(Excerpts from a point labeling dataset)
------------------------------------------------

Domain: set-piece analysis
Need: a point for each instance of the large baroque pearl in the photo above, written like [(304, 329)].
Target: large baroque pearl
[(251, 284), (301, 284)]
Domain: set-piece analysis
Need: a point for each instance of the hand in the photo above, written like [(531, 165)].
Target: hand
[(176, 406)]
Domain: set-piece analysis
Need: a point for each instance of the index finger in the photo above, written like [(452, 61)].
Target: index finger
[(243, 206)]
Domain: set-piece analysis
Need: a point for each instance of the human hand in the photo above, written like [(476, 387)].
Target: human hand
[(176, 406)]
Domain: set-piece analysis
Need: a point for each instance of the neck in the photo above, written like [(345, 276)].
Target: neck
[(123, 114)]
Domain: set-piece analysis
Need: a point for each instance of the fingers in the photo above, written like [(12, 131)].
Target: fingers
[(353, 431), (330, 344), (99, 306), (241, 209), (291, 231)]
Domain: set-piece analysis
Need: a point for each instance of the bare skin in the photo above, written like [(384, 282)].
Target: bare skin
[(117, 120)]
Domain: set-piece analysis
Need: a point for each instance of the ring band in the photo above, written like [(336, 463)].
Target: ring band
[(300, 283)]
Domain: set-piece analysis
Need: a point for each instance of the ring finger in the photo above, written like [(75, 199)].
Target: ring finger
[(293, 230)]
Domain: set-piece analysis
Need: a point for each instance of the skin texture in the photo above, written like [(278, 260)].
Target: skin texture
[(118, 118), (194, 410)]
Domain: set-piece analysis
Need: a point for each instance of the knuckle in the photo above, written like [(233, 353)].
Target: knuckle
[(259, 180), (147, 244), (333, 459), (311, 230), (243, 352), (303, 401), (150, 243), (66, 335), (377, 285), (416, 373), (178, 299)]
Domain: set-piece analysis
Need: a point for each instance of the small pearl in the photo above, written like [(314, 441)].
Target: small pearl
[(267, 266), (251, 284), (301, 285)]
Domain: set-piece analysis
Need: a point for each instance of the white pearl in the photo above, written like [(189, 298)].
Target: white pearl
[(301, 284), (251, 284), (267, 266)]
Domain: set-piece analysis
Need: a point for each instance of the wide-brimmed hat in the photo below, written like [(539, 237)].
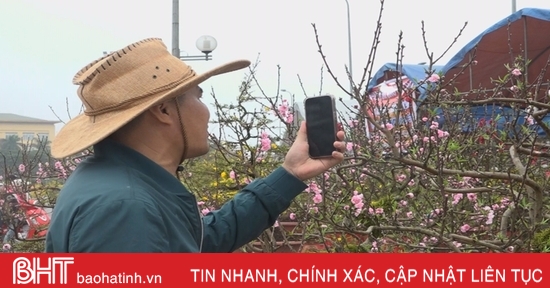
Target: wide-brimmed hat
[(120, 86)]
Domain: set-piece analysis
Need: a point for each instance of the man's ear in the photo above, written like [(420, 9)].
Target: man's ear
[(162, 113)]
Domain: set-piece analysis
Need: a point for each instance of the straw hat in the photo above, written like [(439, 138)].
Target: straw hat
[(118, 87)]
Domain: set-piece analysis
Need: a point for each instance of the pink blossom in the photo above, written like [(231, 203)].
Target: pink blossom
[(457, 197), (433, 78), (265, 142), (313, 187), (530, 120), (318, 198), (465, 228), (289, 118), (442, 134), (349, 146)]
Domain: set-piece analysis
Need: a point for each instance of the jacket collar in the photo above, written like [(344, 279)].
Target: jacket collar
[(120, 154)]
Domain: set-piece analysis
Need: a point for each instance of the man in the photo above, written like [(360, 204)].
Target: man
[(143, 117)]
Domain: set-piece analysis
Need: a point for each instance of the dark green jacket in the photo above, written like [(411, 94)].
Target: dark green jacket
[(120, 201)]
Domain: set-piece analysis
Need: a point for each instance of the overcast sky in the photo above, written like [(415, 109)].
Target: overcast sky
[(44, 43)]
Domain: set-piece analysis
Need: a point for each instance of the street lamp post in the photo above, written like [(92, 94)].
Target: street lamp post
[(349, 52), (206, 44)]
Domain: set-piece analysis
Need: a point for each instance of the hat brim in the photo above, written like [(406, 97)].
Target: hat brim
[(83, 131)]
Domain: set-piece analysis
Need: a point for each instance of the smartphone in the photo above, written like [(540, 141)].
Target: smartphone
[(321, 125)]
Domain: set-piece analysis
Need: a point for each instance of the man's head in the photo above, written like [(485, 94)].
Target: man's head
[(177, 128), (142, 79)]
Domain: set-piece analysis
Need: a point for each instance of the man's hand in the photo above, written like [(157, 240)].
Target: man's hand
[(298, 162)]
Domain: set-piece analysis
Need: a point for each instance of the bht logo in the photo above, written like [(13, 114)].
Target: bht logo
[(27, 271)]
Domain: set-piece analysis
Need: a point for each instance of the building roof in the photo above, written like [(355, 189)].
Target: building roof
[(14, 118)]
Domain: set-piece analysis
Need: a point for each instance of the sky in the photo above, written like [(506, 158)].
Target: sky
[(44, 43)]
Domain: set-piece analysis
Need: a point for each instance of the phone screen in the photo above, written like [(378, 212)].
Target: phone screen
[(321, 125)]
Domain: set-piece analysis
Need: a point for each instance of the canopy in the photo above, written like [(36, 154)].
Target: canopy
[(524, 33)]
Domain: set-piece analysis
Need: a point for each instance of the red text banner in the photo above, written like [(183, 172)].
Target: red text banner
[(275, 270)]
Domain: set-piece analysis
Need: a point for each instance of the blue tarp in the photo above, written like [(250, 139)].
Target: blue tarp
[(526, 32), (464, 53)]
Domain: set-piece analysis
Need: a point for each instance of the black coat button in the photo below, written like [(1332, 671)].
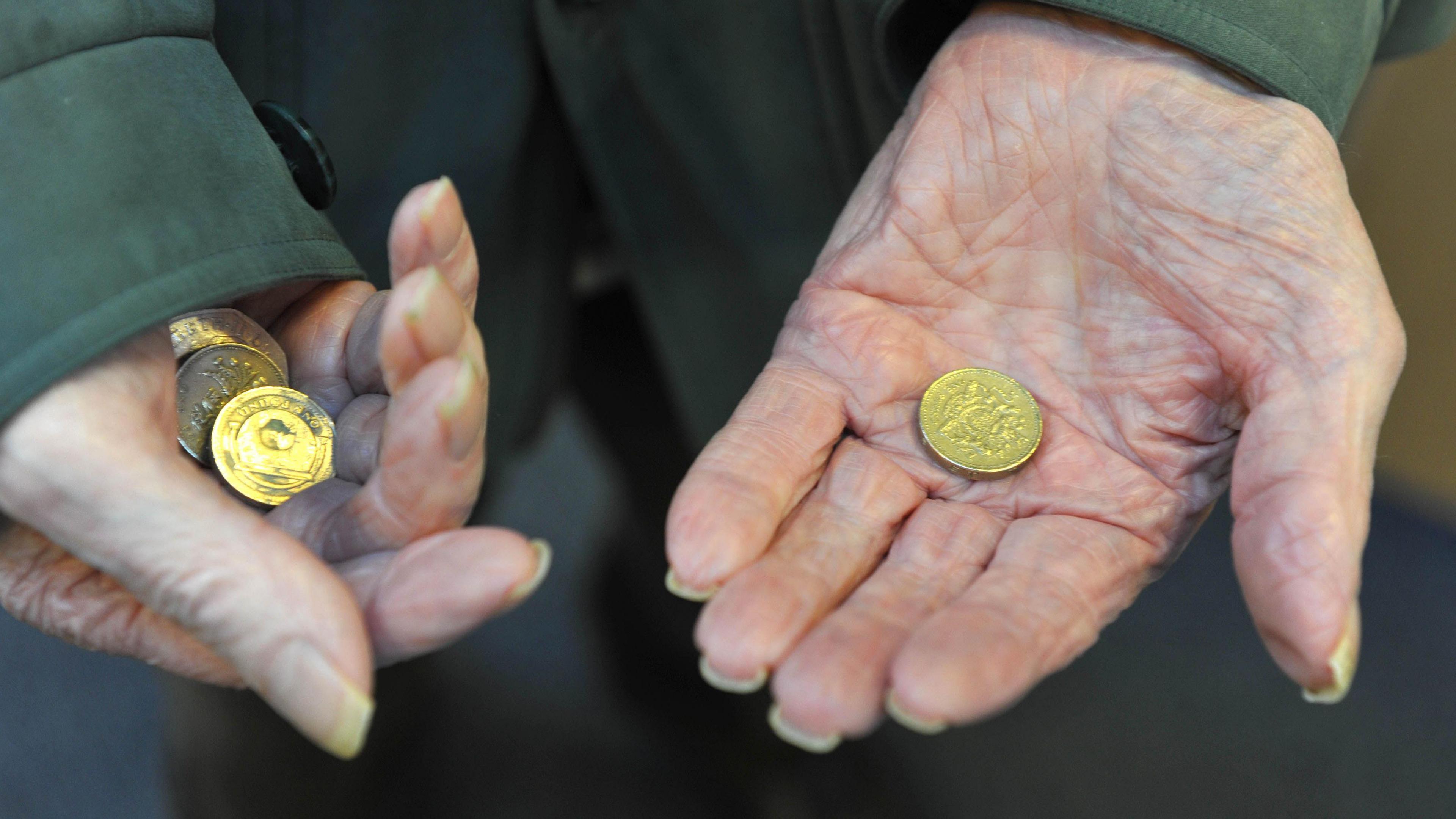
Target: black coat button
[(303, 151)]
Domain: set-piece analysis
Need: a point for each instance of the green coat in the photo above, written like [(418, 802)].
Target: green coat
[(715, 139)]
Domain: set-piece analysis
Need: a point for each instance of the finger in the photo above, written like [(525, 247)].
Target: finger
[(402, 330), (835, 679), (750, 475), (430, 231), (1301, 503), (142, 515), (437, 589), (315, 333), (424, 321), (1052, 586), (357, 433), (826, 549), (44, 586), (431, 457)]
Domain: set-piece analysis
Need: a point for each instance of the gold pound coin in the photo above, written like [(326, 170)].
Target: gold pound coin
[(206, 328), (981, 423), (271, 444), (209, 381)]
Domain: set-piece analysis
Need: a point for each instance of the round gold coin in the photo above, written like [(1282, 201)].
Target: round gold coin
[(271, 444), (206, 328), (209, 381), (981, 423)]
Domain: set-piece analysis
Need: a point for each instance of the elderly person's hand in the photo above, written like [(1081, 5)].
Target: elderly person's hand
[(118, 541), (1171, 264)]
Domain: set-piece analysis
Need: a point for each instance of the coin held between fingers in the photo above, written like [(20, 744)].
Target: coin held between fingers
[(979, 423), (271, 444), (209, 381), (223, 326)]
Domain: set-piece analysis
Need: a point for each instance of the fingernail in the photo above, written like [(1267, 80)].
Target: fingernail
[(685, 592), (1341, 664), (420, 305), (728, 684), (909, 720), (462, 391), (529, 586), (312, 694), (443, 237), (799, 738)]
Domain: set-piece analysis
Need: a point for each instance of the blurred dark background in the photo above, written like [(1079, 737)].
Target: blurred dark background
[(1177, 712)]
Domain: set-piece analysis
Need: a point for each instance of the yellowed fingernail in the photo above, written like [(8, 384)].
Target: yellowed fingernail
[(356, 715), (431, 283), (433, 197), (1341, 664), (799, 738), (728, 684), (311, 693), (685, 592), (899, 715), (529, 586), (465, 384)]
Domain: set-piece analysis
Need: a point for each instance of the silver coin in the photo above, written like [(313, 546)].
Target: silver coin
[(209, 381), (206, 328)]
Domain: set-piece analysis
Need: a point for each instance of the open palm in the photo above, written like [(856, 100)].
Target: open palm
[(1173, 266)]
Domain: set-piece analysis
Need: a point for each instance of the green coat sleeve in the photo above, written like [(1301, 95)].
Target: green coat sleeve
[(1312, 52), (135, 184)]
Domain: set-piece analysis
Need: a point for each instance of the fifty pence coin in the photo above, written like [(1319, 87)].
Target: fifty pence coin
[(206, 328), (271, 444), (981, 423), (209, 381)]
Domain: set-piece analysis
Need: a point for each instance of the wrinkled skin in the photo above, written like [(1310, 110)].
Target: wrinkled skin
[(121, 543), (1170, 261)]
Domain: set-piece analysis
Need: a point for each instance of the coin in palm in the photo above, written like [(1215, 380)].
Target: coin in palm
[(981, 423)]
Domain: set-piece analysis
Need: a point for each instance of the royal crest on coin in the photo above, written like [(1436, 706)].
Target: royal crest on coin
[(271, 444), (209, 381), (981, 423), (983, 419)]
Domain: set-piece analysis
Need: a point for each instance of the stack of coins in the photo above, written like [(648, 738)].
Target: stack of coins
[(238, 414)]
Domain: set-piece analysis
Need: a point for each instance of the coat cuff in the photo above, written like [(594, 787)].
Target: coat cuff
[(1315, 55), (137, 186)]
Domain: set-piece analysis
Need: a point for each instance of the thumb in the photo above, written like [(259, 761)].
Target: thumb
[(1301, 496)]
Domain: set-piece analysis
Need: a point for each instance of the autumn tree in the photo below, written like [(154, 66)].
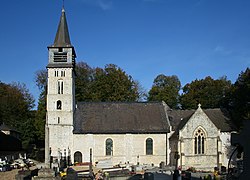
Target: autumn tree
[(166, 88), (208, 92)]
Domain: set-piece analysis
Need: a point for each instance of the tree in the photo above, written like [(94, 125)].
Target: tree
[(208, 92), (40, 116), (113, 84), (16, 105), (166, 88), (237, 101)]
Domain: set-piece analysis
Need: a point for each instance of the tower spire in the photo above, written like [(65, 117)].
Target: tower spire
[(62, 38)]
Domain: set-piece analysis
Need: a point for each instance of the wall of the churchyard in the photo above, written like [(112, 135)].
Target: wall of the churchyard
[(208, 160), (126, 148)]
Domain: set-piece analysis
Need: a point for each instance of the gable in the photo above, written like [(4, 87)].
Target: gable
[(219, 117), (198, 120), (100, 117)]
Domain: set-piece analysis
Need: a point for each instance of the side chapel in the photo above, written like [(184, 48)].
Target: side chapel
[(131, 132)]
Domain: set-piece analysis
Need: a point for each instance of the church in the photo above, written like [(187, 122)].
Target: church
[(125, 132)]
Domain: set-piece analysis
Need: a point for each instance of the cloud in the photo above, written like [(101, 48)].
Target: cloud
[(222, 50), (103, 4)]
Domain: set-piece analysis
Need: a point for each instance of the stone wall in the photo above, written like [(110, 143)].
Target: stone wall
[(127, 148)]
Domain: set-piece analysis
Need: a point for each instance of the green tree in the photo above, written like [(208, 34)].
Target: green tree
[(208, 92), (16, 105), (166, 88), (237, 100)]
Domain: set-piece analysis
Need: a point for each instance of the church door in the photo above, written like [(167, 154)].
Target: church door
[(78, 157)]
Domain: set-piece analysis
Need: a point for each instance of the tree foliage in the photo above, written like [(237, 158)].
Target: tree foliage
[(166, 88), (108, 84), (16, 105), (208, 92), (113, 84), (237, 101)]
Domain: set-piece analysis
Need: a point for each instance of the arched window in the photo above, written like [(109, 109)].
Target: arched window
[(149, 146), (60, 87), (199, 141), (78, 157), (59, 105), (109, 147)]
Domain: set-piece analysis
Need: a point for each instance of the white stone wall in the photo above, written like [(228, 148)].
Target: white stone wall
[(126, 148), (226, 148)]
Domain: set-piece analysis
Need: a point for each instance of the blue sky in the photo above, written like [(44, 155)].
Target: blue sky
[(188, 38)]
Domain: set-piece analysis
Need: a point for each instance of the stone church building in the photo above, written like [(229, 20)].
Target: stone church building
[(119, 132)]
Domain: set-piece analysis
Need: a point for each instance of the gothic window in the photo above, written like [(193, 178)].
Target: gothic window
[(60, 87), (59, 105), (149, 146), (109, 147), (56, 73), (62, 73), (199, 142)]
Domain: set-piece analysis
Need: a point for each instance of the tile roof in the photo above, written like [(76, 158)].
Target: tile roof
[(103, 117)]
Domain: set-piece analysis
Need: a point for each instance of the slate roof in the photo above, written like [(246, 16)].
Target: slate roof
[(62, 38), (105, 118)]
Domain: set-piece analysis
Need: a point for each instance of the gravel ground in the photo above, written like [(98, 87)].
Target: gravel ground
[(10, 175)]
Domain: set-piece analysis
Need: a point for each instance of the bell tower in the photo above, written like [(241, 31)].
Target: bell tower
[(60, 96)]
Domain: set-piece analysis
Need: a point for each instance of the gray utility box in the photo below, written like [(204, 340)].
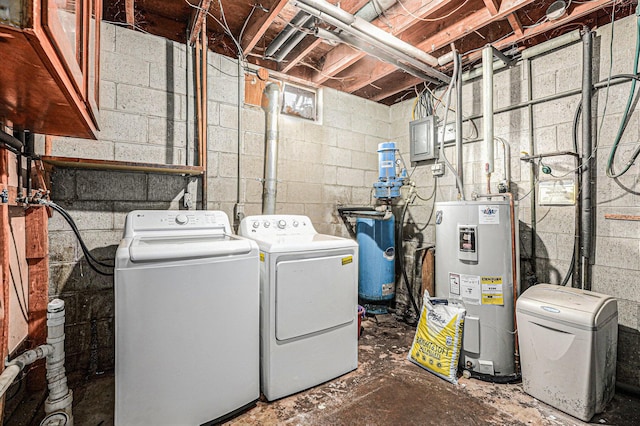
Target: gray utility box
[(568, 342)]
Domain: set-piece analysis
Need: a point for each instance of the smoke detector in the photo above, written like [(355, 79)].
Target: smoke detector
[(557, 10)]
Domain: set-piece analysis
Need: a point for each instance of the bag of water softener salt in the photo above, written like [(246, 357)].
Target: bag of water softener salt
[(436, 346)]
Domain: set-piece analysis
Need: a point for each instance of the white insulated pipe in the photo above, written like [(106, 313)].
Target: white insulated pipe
[(367, 48), (272, 109), (369, 33), (60, 396), (374, 8), (487, 107)]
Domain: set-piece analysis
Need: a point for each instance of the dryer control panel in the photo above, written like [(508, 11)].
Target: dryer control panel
[(276, 225)]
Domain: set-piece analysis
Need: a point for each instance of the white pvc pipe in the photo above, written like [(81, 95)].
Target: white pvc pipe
[(15, 366), (272, 109), (487, 107), (60, 396), (349, 39)]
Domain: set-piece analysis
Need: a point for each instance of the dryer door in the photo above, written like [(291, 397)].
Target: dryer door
[(314, 295)]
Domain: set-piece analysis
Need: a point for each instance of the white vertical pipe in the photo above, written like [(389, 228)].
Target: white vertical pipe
[(60, 396), (487, 106), (272, 92)]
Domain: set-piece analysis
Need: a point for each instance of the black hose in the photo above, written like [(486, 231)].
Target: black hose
[(89, 257), (510, 379)]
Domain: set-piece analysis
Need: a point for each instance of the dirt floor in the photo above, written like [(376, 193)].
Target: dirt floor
[(386, 389)]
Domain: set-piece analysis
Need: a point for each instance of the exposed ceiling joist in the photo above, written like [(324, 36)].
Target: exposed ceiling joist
[(258, 23), (130, 13), (396, 18), (196, 25), (579, 11), (516, 25), (428, 25)]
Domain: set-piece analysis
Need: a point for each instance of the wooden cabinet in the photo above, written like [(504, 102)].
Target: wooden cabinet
[(49, 75)]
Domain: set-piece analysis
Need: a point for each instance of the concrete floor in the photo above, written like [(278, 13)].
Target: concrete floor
[(386, 389)]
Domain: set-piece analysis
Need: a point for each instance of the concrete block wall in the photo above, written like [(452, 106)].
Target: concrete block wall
[(616, 261), (147, 115)]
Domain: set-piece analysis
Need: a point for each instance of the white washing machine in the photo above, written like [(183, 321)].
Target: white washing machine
[(568, 347), (308, 303), (186, 319)]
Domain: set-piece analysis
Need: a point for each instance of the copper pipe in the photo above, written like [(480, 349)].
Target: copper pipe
[(514, 272), (204, 39)]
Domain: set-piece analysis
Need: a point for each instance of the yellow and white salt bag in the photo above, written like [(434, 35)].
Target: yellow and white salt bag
[(436, 345)]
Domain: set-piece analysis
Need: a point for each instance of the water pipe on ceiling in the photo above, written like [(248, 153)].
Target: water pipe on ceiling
[(372, 51), (371, 34)]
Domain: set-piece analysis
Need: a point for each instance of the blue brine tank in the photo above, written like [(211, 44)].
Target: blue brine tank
[(376, 276)]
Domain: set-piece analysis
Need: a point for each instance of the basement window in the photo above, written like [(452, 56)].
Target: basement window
[(299, 102)]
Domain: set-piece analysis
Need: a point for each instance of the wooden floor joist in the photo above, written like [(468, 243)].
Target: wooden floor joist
[(622, 217)]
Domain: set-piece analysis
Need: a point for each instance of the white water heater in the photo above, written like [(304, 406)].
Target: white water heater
[(477, 262)]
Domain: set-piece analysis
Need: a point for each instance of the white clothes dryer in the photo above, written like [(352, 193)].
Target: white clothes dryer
[(308, 303), (186, 319)]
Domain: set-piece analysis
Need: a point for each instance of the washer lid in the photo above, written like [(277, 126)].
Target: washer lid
[(566, 304), (289, 243), (149, 249)]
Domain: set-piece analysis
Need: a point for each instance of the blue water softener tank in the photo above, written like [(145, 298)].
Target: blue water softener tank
[(376, 276)]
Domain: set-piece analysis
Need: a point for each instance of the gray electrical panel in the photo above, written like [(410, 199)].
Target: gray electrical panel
[(422, 136)]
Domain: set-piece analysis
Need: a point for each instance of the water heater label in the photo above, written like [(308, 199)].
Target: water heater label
[(454, 284), (388, 289), (489, 215), (470, 289), (492, 291)]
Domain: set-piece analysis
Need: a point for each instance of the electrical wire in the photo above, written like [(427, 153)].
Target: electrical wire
[(456, 64), (432, 19), (223, 25), (625, 119), (87, 254)]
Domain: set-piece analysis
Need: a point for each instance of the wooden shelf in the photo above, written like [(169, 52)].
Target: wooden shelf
[(124, 166)]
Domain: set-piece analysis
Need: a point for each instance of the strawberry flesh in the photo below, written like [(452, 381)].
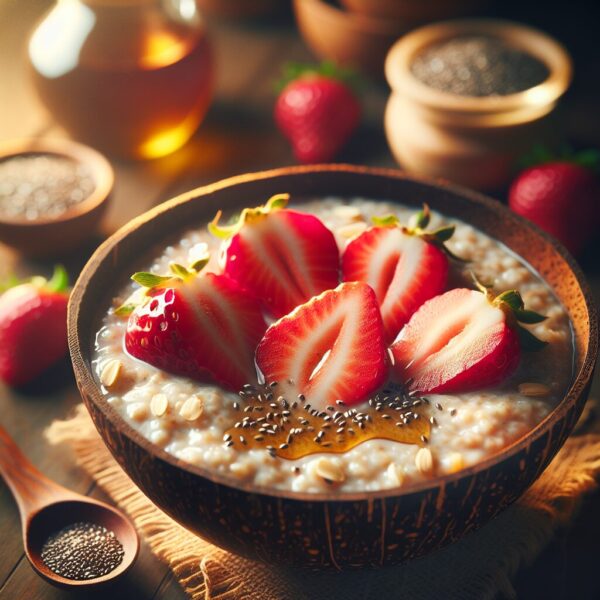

------------------------------------------------

:: Task goal ::
Show every line of the rows above that contains the string "held". Case matters.

:: Response to this exercise ::
Need: a point for each instance of the coin held between fingers in the photo above, written like [(20, 744)].
Target: coin held between fingers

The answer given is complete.